### TO BE DONE
Switch every "point out" in the listing below to "indicate" and reproduce all the lines with nothing else changed.

### TASK MATERIAL
──────

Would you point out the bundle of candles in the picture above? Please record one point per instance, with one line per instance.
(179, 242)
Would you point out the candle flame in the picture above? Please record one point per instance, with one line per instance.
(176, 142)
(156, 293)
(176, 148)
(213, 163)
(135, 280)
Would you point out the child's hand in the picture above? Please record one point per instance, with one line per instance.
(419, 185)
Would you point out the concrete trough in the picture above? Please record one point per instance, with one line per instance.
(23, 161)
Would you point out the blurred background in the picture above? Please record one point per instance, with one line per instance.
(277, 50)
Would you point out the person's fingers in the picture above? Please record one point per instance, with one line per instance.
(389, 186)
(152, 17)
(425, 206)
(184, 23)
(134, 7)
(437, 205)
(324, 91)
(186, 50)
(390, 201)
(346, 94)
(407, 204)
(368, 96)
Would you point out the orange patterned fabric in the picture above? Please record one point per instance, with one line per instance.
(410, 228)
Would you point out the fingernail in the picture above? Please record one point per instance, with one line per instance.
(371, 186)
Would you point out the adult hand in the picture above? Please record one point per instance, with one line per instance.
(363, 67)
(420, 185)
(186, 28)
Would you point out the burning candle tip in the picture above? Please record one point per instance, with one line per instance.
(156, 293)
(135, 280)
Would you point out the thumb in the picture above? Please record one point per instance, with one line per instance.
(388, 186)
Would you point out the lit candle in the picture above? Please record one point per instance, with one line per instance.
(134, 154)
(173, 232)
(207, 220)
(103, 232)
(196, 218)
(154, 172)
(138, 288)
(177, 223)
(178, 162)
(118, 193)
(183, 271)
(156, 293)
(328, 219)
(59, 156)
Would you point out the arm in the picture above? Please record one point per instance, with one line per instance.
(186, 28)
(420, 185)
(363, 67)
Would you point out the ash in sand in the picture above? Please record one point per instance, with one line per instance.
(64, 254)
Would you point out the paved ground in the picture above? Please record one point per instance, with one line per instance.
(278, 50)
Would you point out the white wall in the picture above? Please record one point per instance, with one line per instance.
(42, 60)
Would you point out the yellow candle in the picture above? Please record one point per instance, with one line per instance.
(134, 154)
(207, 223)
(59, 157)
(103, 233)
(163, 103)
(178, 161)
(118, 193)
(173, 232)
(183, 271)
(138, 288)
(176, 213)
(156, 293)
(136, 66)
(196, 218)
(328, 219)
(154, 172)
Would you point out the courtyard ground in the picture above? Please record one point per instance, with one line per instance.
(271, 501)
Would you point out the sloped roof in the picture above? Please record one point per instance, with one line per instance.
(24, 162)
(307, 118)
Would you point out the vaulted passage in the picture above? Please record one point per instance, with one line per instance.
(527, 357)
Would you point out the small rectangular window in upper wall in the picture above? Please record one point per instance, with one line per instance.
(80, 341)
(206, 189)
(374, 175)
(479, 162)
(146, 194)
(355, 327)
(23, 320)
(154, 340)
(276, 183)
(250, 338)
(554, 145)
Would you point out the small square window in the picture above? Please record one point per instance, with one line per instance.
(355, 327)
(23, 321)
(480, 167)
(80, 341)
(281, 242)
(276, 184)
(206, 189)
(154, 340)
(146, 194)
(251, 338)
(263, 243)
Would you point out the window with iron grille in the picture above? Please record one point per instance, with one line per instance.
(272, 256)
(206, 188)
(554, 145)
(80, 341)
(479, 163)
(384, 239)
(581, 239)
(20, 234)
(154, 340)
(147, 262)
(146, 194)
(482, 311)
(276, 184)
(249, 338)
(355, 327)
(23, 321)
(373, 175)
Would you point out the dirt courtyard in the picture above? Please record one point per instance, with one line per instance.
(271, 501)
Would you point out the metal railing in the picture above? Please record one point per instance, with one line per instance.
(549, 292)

──────

### THE SOLUTION
Would you indicate the bundle of candles in the picture above? Please record one point per instance, with one line per instance.
(179, 242)
Would you indicate the candle flame in the picture above? Please record one point per instance, with one line per instance.
(176, 142)
(156, 293)
(176, 148)
(213, 163)
(135, 280)
Would you indicate the child's hand in the picture above? Please record one point per instance, with one line per instance.
(419, 185)
Would you indicate the concrete trough in the picture above? Please record one point per instance, with one line per instance.
(23, 161)
Would you indicate the blurred background in the picture above? Please record one point per instance, with one line per instance.
(277, 50)
Would you indicate the person's fingers in the picture above? Please record one point per instance, with one line per instance.
(389, 186)
(152, 17)
(425, 206)
(184, 23)
(134, 7)
(437, 205)
(324, 91)
(186, 50)
(390, 201)
(346, 94)
(407, 204)
(368, 96)
Would you indicate the orange patterned fabric in the picture above? Please record one point per instance, with one line per instance.
(410, 228)
Would you indicate the fingernail in the picture above? Please record one point per instance, with one line per instance.
(371, 186)
Would you indicate the adult hand in the picture above? Please record one point per instance, with one line per instance.
(363, 67)
(420, 185)
(186, 28)
Would you indicate the burning candle tip in the picture above? Please record one point per instance, with one line per instance.
(156, 293)
(135, 280)
Would you indicate the thumb in the picture above? Please record one point per instance, with one line per instance.
(388, 186)
Would you indicate the lit candle in the picture above? Please record one point per instance, with one line per instance.
(134, 154)
(173, 232)
(207, 220)
(103, 232)
(196, 218)
(154, 172)
(138, 288)
(177, 223)
(178, 162)
(118, 193)
(183, 271)
(156, 293)
(328, 219)
(59, 156)
Would you indicate the arm in the picture above? Please record one point per instance, with one line per instance.
(186, 28)
(420, 185)
(363, 67)
Would you indicate the ash in sand in the picture above? Please record one point per instance, with one line per instance.
(64, 254)
Would you indicate the paved ground in the picture above? Please record one point per instance, with one line per instance.
(278, 50)
Would you indicate the white wall in the picture above? Please record one point per instance, with one line per instance.
(42, 60)
Would you indicate the yellow candle in the picture above? Please record one point per instance, with one line per instance.
(134, 154)
(207, 223)
(59, 157)
(103, 233)
(163, 103)
(178, 161)
(118, 193)
(173, 232)
(183, 271)
(138, 288)
(176, 213)
(156, 293)
(136, 66)
(196, 218)
(328, 219)
(154, 172)
Would you indicate the courtyard ground in the picture above? Please record one point per instance, with one line per instance.
(271, 501)
Would you indicate the sloped roof in the picture above? Please record one point per instance, with one line per instance.
(24, 162)
(307, 118)
Would you indicate the vaulted passage in the picture above? Please record one point per instance, with one line per instance.
(527, 357)
Would you indicate the small rectangular window in upper wall in the picture above? Please record one point per instance, with one line per instance.
(80, 341)
(206, 189)
(374, 175)
(479, 162)
(146, 194)
(355, 327)
(23, 320)
(154, 340)
(276, 183)
(250, 338)
(554, 145)
Would you indicate the small square window in the picture above? Please record one point per instance, with one line per instance.
(355, 327)
(23, 321)
(480, 167)
(80, 341)
(281, 242)
(276, 184)
(206, 189)
(154, 340)
(146, 194)
(251, 338)
(263, 243)
Would you indicate the window with iron grille in the picture above? Please record one point per instance, with one line per instance.
(272, 256)
(206, 188)
(554, 145)
(80, 341)
(479, 163)
(384, 239)
(581, 239)
(20, 234)
(154, 340)
(147, 262)
(146, 194)
(482, 311)
(276, 184)
(249, 338)
(355, 327)
(23, 321)
(373, 175)
Would you indicate the dirt courtyard in the picture above? Please record one point per instance, with one line per instance.
(271, 501)
Would you indicate the metal railing in the picture above? Please record one point per instance, with one line per instance.
(549, 292)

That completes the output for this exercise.